### Job A
According to the court opinion, where did the husband move after the divorce?
### Job B
Reproduce the court opinion between "In Finney v." and "Civ. 7470-X.", inclusive.

Court of Civil Appeals of Alabama
Aug 8, 1990
568 So. 2d 816 (Ala. Civ. App. 1990)

Summary

In Finney v. Eagly, 568 So.2d 816 (Ala.App. 1990), after the parents' divorce decree was entered in Utah, the father moved to Montana and the mother and the children moved to Alabama.

Summary of this case from Lewis v. Roskin

Opinion

Civ. 7470-X.

August 8, 1990.

Appeal from the Circuit Court, Etowah County, William H. Rhea, III, J.

Kathleen M. Warren, Gadsden, for appellant.

Leon Garmon, Gadsden, for appellee.


The parties were divorced in 1978 in Utah. The wife was awarded custody of the two minor children, and the husband was ordered to pay child support. After the divorce, the husband moved to Montana, and the wife and children moved to Alabama. In 1988, the husband filed an action in Alabama for joint custody of and/or specific visitation with the children. The wife then filed a petition requesting that the husband be held in contempt for failure to pay child support. Also, she requested an increase in child support.

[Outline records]
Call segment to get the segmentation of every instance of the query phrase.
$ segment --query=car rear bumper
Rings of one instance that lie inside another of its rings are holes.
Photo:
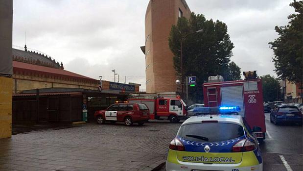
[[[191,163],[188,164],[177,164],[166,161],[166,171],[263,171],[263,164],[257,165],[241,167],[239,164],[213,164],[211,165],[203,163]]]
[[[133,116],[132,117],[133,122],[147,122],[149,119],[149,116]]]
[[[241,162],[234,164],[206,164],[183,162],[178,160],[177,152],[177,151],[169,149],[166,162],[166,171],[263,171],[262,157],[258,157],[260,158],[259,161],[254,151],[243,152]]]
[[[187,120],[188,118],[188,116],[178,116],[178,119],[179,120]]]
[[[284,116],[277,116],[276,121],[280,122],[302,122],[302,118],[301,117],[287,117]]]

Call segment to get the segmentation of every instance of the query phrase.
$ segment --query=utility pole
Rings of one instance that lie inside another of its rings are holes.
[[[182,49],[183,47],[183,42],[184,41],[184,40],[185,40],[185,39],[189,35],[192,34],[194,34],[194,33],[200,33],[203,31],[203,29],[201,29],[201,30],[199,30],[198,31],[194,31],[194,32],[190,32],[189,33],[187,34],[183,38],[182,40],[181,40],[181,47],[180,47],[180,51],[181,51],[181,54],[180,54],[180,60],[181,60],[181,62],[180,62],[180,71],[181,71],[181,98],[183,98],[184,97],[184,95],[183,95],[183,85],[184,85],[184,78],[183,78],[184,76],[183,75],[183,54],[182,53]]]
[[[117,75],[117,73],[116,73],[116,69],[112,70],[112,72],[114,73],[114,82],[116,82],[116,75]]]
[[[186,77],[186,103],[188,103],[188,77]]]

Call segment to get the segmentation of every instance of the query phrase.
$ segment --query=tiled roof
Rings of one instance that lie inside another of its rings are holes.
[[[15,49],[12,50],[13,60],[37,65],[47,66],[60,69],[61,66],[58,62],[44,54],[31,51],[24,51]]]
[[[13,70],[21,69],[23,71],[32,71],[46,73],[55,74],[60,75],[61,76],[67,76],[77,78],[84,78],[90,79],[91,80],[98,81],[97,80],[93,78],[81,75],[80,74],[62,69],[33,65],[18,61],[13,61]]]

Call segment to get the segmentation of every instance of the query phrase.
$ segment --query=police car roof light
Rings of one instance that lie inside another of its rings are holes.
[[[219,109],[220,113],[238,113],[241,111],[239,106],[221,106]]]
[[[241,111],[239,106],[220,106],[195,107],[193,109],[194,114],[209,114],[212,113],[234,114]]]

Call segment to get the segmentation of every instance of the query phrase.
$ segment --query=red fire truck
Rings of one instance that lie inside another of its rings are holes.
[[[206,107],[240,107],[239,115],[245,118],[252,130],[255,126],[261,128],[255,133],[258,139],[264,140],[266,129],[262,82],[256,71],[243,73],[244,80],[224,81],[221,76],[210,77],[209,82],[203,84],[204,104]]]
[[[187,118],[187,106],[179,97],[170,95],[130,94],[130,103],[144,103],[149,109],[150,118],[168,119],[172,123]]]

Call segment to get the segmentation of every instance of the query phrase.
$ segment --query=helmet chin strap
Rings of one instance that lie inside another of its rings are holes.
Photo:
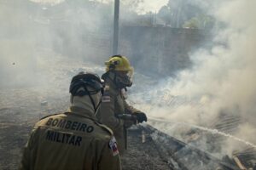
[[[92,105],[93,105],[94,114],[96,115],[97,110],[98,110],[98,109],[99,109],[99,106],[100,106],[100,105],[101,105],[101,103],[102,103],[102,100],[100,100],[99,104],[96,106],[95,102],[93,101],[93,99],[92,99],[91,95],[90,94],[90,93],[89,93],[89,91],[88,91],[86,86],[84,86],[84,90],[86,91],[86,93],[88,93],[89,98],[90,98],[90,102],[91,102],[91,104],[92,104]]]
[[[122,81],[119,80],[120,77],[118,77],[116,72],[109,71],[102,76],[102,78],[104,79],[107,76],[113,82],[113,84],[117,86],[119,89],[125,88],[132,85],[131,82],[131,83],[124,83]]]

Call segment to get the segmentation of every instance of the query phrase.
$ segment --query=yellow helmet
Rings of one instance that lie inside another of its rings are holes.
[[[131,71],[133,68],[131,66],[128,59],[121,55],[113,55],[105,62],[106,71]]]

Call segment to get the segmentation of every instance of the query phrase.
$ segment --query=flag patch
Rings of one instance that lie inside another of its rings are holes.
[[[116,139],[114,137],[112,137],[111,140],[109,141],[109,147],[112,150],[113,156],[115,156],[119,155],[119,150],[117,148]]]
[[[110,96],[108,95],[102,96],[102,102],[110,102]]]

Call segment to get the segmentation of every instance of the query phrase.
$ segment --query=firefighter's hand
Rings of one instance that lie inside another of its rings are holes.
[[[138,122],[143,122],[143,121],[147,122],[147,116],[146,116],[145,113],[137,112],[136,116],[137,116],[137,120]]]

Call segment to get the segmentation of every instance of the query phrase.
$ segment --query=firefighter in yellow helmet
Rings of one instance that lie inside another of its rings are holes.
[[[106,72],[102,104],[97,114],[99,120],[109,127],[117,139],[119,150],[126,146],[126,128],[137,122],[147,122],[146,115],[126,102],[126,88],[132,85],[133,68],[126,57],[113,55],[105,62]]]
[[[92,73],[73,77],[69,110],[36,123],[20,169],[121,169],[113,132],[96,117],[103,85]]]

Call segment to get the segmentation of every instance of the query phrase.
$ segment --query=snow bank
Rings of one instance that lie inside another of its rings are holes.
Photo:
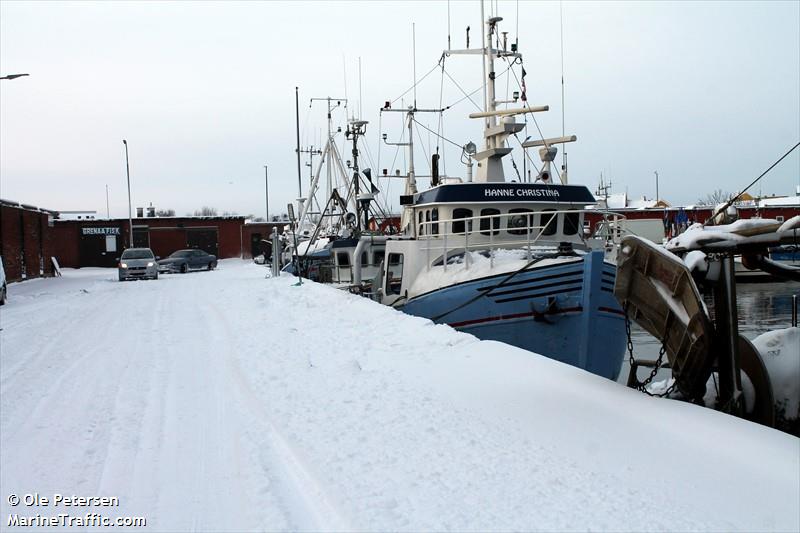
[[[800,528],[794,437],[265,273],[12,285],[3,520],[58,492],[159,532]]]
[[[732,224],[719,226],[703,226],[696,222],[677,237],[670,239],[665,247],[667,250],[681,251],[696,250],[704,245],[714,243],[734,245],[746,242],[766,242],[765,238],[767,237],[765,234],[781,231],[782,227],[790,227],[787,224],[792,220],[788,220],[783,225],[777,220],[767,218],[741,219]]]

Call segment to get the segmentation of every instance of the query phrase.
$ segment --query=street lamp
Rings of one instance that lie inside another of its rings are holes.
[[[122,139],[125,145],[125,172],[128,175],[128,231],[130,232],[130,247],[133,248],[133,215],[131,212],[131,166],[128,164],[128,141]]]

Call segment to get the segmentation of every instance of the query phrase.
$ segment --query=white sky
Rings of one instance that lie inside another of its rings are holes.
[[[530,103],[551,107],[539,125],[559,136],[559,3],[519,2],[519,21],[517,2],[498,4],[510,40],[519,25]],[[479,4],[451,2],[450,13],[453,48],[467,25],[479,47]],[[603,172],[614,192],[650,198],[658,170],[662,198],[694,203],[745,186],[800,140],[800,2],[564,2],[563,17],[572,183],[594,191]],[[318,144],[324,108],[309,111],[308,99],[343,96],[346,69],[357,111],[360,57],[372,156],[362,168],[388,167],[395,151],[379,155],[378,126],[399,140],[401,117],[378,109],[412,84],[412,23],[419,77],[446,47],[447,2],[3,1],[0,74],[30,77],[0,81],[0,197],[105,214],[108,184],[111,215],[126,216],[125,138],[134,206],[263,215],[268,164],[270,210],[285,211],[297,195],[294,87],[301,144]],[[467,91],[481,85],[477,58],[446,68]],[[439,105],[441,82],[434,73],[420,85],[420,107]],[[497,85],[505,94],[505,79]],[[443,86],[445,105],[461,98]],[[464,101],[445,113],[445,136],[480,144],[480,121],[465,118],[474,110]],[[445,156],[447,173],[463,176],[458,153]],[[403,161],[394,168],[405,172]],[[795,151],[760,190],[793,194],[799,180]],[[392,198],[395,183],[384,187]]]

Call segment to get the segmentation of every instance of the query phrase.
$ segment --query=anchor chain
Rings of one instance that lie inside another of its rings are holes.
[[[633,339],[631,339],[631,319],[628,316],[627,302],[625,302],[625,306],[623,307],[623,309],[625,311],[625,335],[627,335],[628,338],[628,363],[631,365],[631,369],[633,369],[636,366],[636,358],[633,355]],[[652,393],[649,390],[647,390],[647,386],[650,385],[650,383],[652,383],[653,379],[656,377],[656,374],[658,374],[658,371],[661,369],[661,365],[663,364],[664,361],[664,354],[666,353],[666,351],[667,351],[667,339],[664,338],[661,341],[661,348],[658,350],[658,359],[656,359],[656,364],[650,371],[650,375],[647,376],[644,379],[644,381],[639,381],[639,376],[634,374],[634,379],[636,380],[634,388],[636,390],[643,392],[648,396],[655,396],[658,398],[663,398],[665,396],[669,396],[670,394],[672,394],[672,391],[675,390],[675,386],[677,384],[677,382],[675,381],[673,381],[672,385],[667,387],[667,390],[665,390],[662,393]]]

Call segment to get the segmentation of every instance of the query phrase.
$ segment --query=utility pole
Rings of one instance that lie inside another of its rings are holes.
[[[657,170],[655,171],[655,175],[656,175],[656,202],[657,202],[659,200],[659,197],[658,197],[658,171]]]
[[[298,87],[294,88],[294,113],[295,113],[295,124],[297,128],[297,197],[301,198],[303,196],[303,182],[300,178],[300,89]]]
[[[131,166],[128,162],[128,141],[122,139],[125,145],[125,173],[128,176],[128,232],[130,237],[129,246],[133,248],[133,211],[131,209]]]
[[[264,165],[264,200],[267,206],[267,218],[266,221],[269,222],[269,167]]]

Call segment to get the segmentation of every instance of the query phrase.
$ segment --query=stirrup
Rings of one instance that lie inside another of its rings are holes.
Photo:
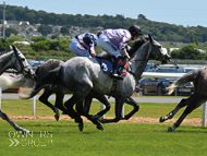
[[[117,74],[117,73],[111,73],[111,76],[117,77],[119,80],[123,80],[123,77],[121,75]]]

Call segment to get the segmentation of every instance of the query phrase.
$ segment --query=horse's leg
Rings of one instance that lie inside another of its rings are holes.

### Written response A
Montana.

### Written response B
In Finney v. Eagly, 568 So.2d 816 (Ala.App. 1990), after the parents' divorce decree was entered in Utah, the father moved to Montana and the mother and the children moved to Alabama.

Summary of this case from Lewis v. Roskin

Opinion

Civ. 7470-X.